Exercise aim —
Write out exactly the lines running from the one that contains "[locate] the grassy" through the end of the material.

Data extracts —
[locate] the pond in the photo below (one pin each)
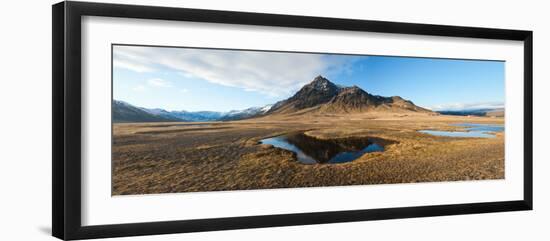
(472, 130)
(310, 150)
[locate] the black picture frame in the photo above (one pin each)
(66, 127)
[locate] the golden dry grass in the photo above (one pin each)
(189, 157)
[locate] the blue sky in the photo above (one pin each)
(223, 80)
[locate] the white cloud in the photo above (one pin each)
(272, 73)
(468, 106)
(156, 82)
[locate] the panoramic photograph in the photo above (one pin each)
(200, 120)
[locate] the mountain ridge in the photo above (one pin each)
(320, 96)
(324, 96)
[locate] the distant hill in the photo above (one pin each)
(498, 112)
(323, 96)
(124, 112)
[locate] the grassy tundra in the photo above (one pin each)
(191, 157)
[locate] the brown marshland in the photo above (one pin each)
(164, 157)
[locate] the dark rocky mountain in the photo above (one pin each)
(318, 92)
(323, 96)
(124, 112)
(319, 96)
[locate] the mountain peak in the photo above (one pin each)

Exercise solution —
[locate] the grassy tundra in the photo above (one pin each)
(191, 157)
[locate] the brown marshland in the photo above (one pin each)
(164, 157)
[locate] the dark rocky mountain in the photo above (one pin each)
(318, 92)
(323, 96)
(124, 112)
(319, 96)
[locate] the mountain peak in the photo above (one pin each)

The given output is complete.